=== INPUT ROWS ===
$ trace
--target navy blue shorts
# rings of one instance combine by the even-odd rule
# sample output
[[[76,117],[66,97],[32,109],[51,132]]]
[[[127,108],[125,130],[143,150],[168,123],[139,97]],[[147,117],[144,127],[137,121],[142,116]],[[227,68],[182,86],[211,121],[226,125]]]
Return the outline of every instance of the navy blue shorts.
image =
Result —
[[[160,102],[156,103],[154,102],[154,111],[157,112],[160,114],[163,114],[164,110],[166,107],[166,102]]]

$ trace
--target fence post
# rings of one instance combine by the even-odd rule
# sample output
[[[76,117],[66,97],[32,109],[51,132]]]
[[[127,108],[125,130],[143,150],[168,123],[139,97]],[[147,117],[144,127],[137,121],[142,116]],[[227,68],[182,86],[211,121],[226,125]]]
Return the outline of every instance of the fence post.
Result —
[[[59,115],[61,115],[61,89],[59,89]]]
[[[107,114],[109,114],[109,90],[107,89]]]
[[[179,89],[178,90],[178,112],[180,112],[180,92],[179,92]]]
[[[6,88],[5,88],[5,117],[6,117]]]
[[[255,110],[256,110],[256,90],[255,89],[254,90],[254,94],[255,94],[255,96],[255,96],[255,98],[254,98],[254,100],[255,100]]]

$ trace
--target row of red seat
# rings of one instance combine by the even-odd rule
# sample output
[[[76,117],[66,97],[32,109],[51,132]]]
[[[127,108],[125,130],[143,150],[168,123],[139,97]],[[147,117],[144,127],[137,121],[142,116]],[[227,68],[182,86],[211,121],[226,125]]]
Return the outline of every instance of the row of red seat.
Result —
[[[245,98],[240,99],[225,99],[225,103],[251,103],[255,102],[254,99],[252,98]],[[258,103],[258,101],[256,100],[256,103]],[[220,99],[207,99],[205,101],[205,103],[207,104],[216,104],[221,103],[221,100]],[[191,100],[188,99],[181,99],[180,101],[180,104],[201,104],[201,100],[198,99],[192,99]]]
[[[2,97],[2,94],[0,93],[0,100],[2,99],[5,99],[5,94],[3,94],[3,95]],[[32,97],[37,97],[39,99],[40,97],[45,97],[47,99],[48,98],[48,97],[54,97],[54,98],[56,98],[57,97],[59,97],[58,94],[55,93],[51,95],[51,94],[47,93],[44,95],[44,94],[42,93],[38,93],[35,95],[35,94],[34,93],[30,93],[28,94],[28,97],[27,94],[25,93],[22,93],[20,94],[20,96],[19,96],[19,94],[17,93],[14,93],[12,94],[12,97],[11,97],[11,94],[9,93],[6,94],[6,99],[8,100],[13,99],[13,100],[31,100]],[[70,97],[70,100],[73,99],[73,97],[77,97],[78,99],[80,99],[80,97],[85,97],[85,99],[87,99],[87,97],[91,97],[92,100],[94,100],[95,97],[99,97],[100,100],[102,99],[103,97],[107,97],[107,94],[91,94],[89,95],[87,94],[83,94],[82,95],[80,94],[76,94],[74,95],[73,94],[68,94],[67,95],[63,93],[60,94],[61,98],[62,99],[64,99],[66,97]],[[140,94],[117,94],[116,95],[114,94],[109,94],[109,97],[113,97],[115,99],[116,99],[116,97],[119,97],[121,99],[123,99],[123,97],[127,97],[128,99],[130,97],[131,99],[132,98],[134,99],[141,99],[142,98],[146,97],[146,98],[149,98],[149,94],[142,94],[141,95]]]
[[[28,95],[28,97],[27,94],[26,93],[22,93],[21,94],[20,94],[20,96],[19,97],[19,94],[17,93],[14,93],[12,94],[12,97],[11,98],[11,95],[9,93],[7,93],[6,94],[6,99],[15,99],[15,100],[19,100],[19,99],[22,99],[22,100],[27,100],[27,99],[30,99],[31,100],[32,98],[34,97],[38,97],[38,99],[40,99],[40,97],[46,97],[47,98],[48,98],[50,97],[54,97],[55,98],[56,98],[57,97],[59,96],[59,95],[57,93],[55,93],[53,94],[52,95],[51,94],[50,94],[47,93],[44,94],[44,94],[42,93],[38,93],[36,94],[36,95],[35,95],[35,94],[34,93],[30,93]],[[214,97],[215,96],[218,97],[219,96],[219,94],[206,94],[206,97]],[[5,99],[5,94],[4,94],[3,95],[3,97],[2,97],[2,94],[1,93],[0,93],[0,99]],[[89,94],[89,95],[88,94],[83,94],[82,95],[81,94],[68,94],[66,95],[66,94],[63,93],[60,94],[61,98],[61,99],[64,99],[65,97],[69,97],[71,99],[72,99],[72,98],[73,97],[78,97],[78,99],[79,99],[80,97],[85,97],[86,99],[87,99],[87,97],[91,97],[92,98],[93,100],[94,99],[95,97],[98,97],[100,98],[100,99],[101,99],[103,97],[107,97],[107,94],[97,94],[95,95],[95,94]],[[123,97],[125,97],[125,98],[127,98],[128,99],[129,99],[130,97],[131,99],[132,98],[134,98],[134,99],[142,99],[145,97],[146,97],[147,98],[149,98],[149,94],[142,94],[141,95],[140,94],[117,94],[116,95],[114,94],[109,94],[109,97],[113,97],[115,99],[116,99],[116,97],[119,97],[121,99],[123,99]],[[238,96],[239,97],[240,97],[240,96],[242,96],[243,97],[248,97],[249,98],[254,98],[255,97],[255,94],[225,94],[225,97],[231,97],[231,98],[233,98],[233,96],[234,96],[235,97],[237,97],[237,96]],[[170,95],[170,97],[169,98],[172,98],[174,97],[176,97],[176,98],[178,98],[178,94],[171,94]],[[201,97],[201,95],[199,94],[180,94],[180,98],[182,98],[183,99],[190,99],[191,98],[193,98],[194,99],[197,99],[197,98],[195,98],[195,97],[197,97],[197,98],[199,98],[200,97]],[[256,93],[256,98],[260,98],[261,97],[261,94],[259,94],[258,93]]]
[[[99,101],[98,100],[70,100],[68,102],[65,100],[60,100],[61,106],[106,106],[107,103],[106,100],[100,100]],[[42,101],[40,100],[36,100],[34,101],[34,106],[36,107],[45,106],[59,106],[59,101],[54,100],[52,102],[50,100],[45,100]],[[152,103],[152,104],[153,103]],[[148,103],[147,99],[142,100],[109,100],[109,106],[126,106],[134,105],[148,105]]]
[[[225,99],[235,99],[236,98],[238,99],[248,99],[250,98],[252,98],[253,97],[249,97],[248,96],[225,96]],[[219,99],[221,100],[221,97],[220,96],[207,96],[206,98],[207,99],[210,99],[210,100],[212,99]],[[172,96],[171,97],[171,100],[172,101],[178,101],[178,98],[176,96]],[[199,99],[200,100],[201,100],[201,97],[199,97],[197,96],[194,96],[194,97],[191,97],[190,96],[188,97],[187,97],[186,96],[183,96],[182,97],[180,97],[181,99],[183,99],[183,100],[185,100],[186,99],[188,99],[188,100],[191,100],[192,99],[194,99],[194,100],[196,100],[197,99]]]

=== OBJECTIVE ===
Pull out each line of the listing containing the word "Return". Matches must have the same case.

=== EXERCISE OUTPUT ===
Return the outline of every instance of the navy blue shorts.
Return the outline of every instance of the fence post.
Return the outline of every instance of the row of red seat.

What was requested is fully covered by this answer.